» **SELECTED TEXT**:
Well said, Jonathan. If I were an extrovert, I'd send you a note of congratulations.

12 comments:

Elimare said...

oh wow, that makes so much sense now - that whole thing of needing 'alone time' that was me for the week after Christmas.

Miss Grace said...

Article hits it pretty spot on.

Emmy said...

I like that!

I am married to an extrovert who many times misunderstands my approach to social situations as shy. I'll definitely be sending him a link to your site.

The Modern Gal said...

I love that article. I'm guessing most extroverts won't appreciate it, though?

Marie said...

that is SUCH a great article!

setagel said...

I found this book:
http://www.amazon.com/Party-One-Manifesto-Anneli-Rufus/dp/1569245134

to be a great comfort, especially at a time when I was dating a super-extrovert who didn't quite 'get' my introversion. We introverts can always use more defenders!

only a movie said...

Oh I love this. Validation.

Michele said...

It's worse if you're an introvert AND shy! I find it easier to deal now I'm that much older, but as a teenager, it was hell. I often spend an hour or two in company with someone else and speak about 1 sentence for every four of theirs (which actually works fine because most people prefer to talk rather than listen!)

Camera Obscura said...

So say we all.

chewbob said...

Stored items:
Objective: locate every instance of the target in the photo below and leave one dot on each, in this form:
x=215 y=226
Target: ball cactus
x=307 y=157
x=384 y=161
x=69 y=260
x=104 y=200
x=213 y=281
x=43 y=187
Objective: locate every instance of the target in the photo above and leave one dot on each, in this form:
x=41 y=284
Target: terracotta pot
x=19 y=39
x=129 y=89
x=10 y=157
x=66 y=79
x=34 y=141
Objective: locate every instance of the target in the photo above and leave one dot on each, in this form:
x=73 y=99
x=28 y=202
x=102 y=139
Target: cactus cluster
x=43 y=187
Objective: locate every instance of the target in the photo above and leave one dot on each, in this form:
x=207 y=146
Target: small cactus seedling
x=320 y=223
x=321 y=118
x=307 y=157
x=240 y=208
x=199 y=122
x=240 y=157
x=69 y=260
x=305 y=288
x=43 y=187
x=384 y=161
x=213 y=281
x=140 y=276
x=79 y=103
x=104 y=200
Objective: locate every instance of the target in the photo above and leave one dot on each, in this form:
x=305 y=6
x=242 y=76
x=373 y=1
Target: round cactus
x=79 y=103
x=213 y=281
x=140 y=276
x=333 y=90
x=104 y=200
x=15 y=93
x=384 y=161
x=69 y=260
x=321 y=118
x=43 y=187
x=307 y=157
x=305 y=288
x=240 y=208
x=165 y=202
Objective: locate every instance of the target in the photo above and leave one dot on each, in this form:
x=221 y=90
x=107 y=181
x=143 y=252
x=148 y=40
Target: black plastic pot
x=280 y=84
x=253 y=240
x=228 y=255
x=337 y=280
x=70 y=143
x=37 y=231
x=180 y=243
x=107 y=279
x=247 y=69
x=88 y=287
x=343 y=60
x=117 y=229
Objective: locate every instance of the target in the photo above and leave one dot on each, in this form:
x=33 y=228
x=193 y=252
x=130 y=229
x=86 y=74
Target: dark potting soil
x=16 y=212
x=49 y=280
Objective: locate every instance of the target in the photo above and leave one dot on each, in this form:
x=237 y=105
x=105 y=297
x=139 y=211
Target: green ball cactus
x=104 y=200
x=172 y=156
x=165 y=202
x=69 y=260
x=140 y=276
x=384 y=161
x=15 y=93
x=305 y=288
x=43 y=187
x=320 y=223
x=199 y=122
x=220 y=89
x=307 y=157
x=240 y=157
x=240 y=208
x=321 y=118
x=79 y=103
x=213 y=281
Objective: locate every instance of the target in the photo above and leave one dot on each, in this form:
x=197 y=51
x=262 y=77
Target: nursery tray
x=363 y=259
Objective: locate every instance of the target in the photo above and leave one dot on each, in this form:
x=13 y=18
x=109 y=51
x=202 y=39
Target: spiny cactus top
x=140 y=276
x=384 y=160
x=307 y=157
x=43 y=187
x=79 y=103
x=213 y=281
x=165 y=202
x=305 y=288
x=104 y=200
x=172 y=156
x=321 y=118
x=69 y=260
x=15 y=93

» **TASK INSTRUCTIONS**:
1 - Copy the comment thread on introversion word for word, from "Emmy said..." to "to your site.".
2 - In the comment thread on introversion, what does the extrovert Emmy is married to often mistake her approach to social situations for?
The records have no connection to the comment thread on introversion.

» **ANSWERS TO EACH TASK**:
1 -
Emmy said...

I like that!

I am married to an extrovert who many times misunderstands my approach to social situations as shy. I'll definitely be sending him a link to your site.

2 - Shyness.